_Document text_.
§ §

Miguel de Unamuno
(Translated into English by Elizabeth R. Earle)
Let us return to read the tragedy of Sophocles, Antigone. Antigone, one of the daughters of the disgraced Oedipus, who, after having killed his own father without knowing who he was, married his own mother, Jocasta, without knowing who she was. Antigone, contravening the orders of her uncle, the tyrant Creon, who prohibited burial rites of Polynices, also the son of Oedipus and brother of Antigone, buried him and incurred the wrath of the tyrant and the punishment for her disobedience.
In the marvelous Sophoclean tragedy, a dialogue takes place between Creon the tyrant and his niece Antigone, the anarchist, in which Creon reproaches her for wanting to give burial honors to her impious brother who devastated the country and killed their brother, Eteocles. Antigone replies that she does not have the right to judge those differences in the brothers, but to do her duty in the same way for both. “The other world,” says the sister, “demands equality before law.” To which the uncle responds, “How can it be the same for the wicked and the noble alike?” And the niece: “Who knows if they honor this in the world below?” With that, she places the law of familial and domestic consciousness above the civil laws of the tyrant who said that “there is no greater evil than anarchy” (verse 672). And Antigone remains the eternal model of fraternal piety and feminine anarchism.
Fraternal? No: we must invent another word that does not exist in Spanish. Fraternal and fraternity come from frater, hermano, brother, and Antigone was soror, hermana, sister. And it would make sense to speak of sorority and of sororal, of feminine brotherhood. In Latin there is the adjective sororius, a, mer, that is of the sister, and the verb sororiare, to grow together.
Linguistic subtleties? No, it is something more. Just as matria does not mean the same thing as patria, and maternidad (maternity) is not equal to paternidad (paternity), sororidad (sisterhood) would not be the same as fraternidad (brotherhood). A sister is not a brother.
Sister? Antigone, by virtue of her incestuous parentage in the terrible legend, was the aunt of her brother Polynices and the aunt of her own father, Oedipus. And she exercised the maternal functions of aunt.
In a beehive, there is the queen, the female, the mother, the one who lays the eggs and assures the material, carnal continuity of the swarm. There are also the drones, the males, who fertilize and do not work, and there are the worker bees, sterile females, who make honey and wax and sting. And the spiritual tradition of the hive is transmitted from bee to bee, from aunt to aunt, from worker to worker, and not because of carnal inheritance. How does the worker bee inherit its art of constructing the honeycomb? It cannot have received it by carnal inheritance, because the queen who gives them life has never worked, nor have those queens before her. Neither their mother, grandmother, great grandmother, nor any of their progenitors worked or knew how to make honeycombs, and neither did the drones.
We return to Antigone. Antigone was the priestess of the religion of the home, the upholder of family tradition. She was the keeper of religious domesticity or domestic religiosity, and in its name, she rose up against tyrannical civility or civil tyranny and broke the law, committing a crime of anarchy.

§ §

[Rows from an object pointing dataset]

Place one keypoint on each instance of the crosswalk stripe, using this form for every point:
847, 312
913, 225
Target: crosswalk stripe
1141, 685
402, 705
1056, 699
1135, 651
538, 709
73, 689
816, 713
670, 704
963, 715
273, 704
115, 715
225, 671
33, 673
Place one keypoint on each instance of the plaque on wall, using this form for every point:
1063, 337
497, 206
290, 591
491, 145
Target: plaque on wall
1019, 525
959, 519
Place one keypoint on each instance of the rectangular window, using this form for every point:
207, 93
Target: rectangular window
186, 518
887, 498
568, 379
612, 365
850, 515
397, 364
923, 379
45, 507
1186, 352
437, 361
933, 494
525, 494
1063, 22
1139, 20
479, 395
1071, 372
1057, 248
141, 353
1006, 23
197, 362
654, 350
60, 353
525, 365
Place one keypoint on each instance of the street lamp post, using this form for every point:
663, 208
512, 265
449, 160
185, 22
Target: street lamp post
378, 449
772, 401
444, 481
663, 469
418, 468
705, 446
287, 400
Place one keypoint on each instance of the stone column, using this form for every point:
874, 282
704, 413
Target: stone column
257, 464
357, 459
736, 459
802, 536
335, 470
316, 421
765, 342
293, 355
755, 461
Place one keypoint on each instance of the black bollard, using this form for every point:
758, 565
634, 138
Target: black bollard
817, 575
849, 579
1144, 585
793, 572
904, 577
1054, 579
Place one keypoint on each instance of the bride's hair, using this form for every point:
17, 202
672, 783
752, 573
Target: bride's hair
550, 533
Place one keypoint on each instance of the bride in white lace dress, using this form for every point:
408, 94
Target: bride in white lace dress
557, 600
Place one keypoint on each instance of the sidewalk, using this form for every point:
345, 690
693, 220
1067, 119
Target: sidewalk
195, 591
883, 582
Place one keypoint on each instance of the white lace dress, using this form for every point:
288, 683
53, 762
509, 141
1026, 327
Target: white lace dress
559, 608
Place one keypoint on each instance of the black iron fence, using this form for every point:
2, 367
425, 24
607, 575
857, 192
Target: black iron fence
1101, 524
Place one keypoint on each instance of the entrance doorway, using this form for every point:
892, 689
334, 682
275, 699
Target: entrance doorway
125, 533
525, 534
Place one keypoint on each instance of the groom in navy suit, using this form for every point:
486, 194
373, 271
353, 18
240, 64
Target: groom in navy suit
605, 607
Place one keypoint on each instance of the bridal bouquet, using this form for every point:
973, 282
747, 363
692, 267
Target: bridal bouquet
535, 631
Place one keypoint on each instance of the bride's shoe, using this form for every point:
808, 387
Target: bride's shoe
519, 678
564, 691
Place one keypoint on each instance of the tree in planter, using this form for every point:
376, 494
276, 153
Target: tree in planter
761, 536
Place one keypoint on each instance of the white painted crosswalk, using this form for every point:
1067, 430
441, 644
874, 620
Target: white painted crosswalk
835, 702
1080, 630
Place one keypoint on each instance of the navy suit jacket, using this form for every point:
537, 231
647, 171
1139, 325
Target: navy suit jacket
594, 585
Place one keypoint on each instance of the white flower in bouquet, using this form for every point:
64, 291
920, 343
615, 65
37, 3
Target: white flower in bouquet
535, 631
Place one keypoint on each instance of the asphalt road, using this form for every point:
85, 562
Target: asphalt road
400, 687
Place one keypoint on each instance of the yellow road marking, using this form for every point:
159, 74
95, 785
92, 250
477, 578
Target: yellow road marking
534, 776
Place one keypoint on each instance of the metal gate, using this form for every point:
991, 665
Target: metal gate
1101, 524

§ §

_To do_.
• a. In the essay on Antigone, which verse of the tragedy is cited for the line "there is no greater evil than anarchy"?
• b. Identify every line of the listing that contains the string "bollard", treating uppercase and lowercase as different.
The essay on Antigone and the listing are unrelated.

_Results of the exercise_.
• a. Verse 672.

• b.
Place one keypoint on each instance of the black bollard, using this form for every point:
Target: black bollard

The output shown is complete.